* Requirement
Turn the rows below into a numbered list and drop any blank lines.

* Dataset records
-- start --

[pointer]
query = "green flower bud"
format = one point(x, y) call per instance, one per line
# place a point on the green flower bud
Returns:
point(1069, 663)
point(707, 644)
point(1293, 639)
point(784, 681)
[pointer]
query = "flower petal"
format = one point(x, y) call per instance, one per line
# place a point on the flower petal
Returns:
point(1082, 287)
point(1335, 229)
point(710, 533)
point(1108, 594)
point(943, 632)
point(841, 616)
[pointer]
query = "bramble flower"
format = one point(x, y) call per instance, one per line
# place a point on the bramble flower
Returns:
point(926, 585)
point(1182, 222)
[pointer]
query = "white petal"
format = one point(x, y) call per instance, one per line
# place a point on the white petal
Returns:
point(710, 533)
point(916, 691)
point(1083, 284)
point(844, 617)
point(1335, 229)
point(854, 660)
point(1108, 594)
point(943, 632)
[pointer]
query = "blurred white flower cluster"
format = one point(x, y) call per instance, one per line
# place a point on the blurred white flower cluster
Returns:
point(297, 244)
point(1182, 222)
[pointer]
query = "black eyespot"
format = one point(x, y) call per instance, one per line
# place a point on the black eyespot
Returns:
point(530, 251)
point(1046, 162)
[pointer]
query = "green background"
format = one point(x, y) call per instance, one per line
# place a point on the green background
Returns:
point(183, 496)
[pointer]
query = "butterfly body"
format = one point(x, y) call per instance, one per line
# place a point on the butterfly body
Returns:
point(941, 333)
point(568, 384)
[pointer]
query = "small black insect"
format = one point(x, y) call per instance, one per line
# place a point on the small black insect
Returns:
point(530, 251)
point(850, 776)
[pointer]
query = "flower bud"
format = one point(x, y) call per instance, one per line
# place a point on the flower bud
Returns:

-- end --

* Solution to this problem
1. [pointer]
2. query = "green flower bud"
3. format = one point(x, y) call per instance, one per line
4. # place a point on the green flower bud
5. Returns:
6. point(1069, 663)
7. point(707, 644)
8. point(1293, 639)
9. point(784, 681)
10. [pointer]
11. query = "flower petal"
12. format = one point(x, y) call per instance, one per line
13. # place a point on the flower petal
14. Returns:
15. point(1082, 287)
16. point(1335, 229)
17. point(710, 533)
18. point(1108, 594)
19. point(943, 632)
20. point(841, 616)
21. [pointer]
22. query = "bramble flower"
23. format = one point(x, y) call per instance, one per line
24. # place a point on the bramble flower
25. Returns:
26. point(926, 585)
27. point(1182, 222)
28. [pointer]
29. query = "white petal"
30. format = one point(x, y) call per instance, one per line
31. # place a point on the white petal
32. Returns:
33. point(710, 533)
34. point(916, 691)
35. point(1083, 284)
36. point(844, 617)
37. point(1335, 229)
38. point(854, 660)
39. point(1108, 594)
40. point(943, 632)
41. [pointer]
42. query = "blurred white flower cluster"
43. format = one point(x, y) call per instance, one per line
44. # place a point on the blurred white flower cluster
45. Returns:
46. point(297, 244)
47. point(1182, 222)
48. [pointer]
49. query = "black eyespot"
50. format = one point(x, y) call per instance, one per line
51. # place a point on the black eyespot
52. Returns:
53. point(530, 251)
54. point(1046, 162)
55. [pointer]
56. query = "green background"
57. format = one point(x, y) call per instance, one per line
58. # place a point on the green background
59. Returns:
60. point(183, 496)
61. [pointer]
62. query = "butterfly body"
63. format = one point(x, y) call per instance, one per line
64. # place a point on the butterfly body
65. Returns:
66. point(941, 333)
67. point(568, 384)
68. [pointer]
69. query = "small black insect"
70. format = one point(x, y) call per instance, one per line
71. # place a point on the small black insect
72. Returns:
73. point(530, 251)
74. point(850, 776)
75. [pointer]
76. query = "flower bud"
77. format = one point(x, y) call per instance, one per line
78. # place a point on the flower bud
79. Returns:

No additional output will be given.